Extracted records
..............................
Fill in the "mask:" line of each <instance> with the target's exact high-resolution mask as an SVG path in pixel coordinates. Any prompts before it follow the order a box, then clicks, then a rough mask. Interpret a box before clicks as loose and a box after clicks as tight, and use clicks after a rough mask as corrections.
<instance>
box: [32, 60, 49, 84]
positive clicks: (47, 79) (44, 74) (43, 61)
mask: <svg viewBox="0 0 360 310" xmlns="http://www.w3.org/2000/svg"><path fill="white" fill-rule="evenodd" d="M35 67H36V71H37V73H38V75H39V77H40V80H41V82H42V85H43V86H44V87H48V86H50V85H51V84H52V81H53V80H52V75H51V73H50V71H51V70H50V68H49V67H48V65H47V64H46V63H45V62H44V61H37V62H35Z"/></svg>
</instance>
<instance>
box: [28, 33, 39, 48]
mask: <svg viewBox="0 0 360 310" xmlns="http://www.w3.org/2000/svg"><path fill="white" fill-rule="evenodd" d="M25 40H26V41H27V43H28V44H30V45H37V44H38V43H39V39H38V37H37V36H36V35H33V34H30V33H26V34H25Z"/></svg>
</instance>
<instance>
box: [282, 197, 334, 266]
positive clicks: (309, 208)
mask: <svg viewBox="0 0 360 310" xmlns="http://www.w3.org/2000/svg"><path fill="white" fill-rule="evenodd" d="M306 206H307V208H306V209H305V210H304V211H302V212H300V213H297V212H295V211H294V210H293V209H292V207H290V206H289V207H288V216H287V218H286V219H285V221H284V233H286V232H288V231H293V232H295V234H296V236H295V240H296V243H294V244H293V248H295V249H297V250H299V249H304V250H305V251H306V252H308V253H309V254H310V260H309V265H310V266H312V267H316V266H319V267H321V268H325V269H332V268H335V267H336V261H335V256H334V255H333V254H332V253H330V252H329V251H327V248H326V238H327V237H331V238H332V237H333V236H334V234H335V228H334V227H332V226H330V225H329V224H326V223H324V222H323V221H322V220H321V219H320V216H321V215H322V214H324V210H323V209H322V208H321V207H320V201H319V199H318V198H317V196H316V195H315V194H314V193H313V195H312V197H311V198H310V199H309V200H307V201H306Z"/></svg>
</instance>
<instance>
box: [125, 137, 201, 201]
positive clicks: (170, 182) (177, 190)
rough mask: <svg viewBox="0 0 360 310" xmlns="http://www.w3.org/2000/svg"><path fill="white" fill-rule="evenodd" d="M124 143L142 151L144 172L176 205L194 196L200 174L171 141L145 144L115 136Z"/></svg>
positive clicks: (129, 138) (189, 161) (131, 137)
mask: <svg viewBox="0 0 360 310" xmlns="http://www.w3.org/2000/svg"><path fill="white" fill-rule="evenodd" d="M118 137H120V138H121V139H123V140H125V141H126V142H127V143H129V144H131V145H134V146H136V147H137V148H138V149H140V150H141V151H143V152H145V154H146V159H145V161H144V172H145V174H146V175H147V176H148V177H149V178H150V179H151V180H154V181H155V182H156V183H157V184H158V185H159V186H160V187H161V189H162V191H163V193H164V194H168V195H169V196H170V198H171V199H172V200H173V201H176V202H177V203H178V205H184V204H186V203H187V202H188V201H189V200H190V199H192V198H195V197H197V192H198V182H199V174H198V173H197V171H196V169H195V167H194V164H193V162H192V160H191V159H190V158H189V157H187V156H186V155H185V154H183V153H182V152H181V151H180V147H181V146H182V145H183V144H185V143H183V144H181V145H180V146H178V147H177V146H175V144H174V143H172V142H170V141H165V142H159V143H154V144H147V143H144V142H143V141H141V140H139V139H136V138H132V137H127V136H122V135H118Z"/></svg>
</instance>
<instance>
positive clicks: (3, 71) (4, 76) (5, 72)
..............................
Repeat every entry exactly. Nothing may be dropped.

Fill in the "mask:" line of each <instance> with the target's exact high-resolution mask as an SVG path in pixel coordinates. Any prompts before it follow the order a box, then clicks, then a rough mask. Interpret a box before clicks as loose and a box after clicks as tight, and use clicks after a rough mask as corrections.
<instance>
box: [32, 60, 49, 84]
positive clicks: (47, 79) (44, 74) (43, 61)
mask: <svg viewBox="0 0 360 310" xmlns="http://www.w3.org/2000/svg"><path fill="white" fill-rule="evenodd" d="M35 67H36V71H37V73H38V75H39V77H40V80H41V82H42V85H43V86H44V87H48V86H50V85H51V84H52V81H53V80H52V75H51V73H50V71H51V70H50V68H49V67H48V65H47V64H46V63H45V62H44V61H37V62H35Z"/></svg>
</instance>
<instance>
box: [28, 33, 39, 48]
mask: <svg viewBox="0 0 360 310" xmlns="http://www.w3.org/2000/svg"><path fill="white" fill-rule="evenodd" d="M25 40H26V41H27V43H28V44H30V45H37V44H38V43H39V39H38V37H37V36H36V35H33V34H30V33H26V34H25Z"/></svg>
</instance>
<instance>
box: [282, 197, 334, 266]
positive clicks: (309, 208)
mask: <svg viewBox="0 0 360 310" xmlns="http://www.w3.org/2000/svg"><path fill="white" fill-rule="evenodd" d="M306 206H307V208H306V209H305V210H304V211H302V212H300V213H297V212H295V211H294V210H293V209H292V207H290V206H289V207H288V216H287V218H286V219H285V221H284V233H286V232H288V231H293V232H295V234H296V236H295V240H296V243H294V244H293V248H295V249H297V250H299V249H304V250H305V251H306V252H308V253H309V254H310V260H309V265H310V266H312V267H316V266H319V267H321V268H325V269H332V268H335V267H336V261H335V256H334V255H333V254H332V253H330V252H329V251H327V248H326V238H327V237H331V238H332V237H333V236H334V234H335V228H334V227H332V226H330V225H329V224H326V223H324V222H323V221H322V220H321V219H320V216H321V215H322V214H324V210H323V209H322V208H321V207H320V201H319V199H318V198H317V196H316V195H315V194H314V193H313V195H312V197H311V198H310V199H309V200H307V201H306Z"/></svg>
</instance>
<instance>
box: [125, 137, 201, 201]
positive clicks: (170, 182) (177, 190)
rough mask: <svg viewBox="0 0 360 310" xmlns="http://www.w3.org/2000/svg"><path fill="white" fill-rule="evenodd" d="M124 143L142 151L144 172L176 205L194 196L200 174L171 141L145 144L115 136Z"/></svg>
positive clicks: (129, 138) (189, 161) (131, 137)
mask: <svg viewBox="0 0 360 310" xmlns="http://www.w3.org/2000/svg"><path fill="white" fill-rule="evenodd" d="M118 137H120V138H121V139H123V140H125V141H126V142H127V143H129V144H131V145H134V146H136V147H137V148H138V149H140V150H141V151H143V152H145V154H146V159H145V161H144V172H145V174H146V175H147V176H148V177H149V178H150V179H151V180H154V181H155V182H156V183H157V184H158V185H159V186H160V187H161V189H162V191H163V193H164V194H168V195H169V196H170V198H171V199H172V200H173V201H176V202H177V203H178V205H184V204H186V203H187V202H188V201H189V200H190V199H192V198H195V197H197V192H198V182H199V174H198V173H197V171H196V169H195V167H194V164H193V162H192V160H191V159H190V158H189V157H187V156H186V155H185V154H183V153H182V152H181V151H180V147H181V146H182V145H183V144H185V143H183V144H181V145H180V146H178V147H177V146H175V144H174V143H172V142H170V141H165V142H159V143H154V144H147V143H144V142H143V141H141V140H139V139H136V138H132V137H127V136H122V135H118Z"/></svg>
</instance>
<instance>
positive clicks: (3, 71) (4, 76) (5, 72)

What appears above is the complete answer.